* **Exercise task**:
Pick out and copy every line of the items below that contains the string "Mark". Case counts.

Image region labeling items
• • • • •
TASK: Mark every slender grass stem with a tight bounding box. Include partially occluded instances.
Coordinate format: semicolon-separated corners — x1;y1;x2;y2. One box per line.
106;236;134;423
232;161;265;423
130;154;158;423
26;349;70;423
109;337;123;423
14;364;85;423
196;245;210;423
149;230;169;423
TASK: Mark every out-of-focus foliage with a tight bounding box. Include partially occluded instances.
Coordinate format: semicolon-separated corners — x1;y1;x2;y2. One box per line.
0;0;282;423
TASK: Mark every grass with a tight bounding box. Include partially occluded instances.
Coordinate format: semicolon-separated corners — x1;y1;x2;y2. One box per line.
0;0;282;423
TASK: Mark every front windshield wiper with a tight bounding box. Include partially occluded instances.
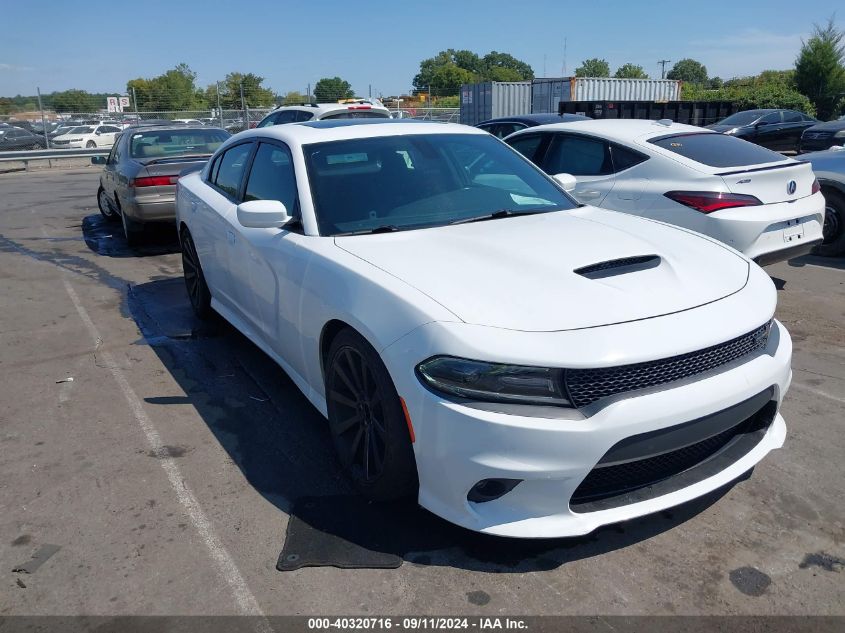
• • • • •
* **Result**:
TASK: Mark every slender grass stem with a tight bounding box. Include partially occluded instances.
TASK: Mark every out-of-focus foliage with a tight bounding box. Include partially occluded instances.
TASK: Mark every grass with a tight bounding box. Include partially occluded instances.
TASK: Mark every front windshield wiper with a tight bounding box. Include partially occluded instances.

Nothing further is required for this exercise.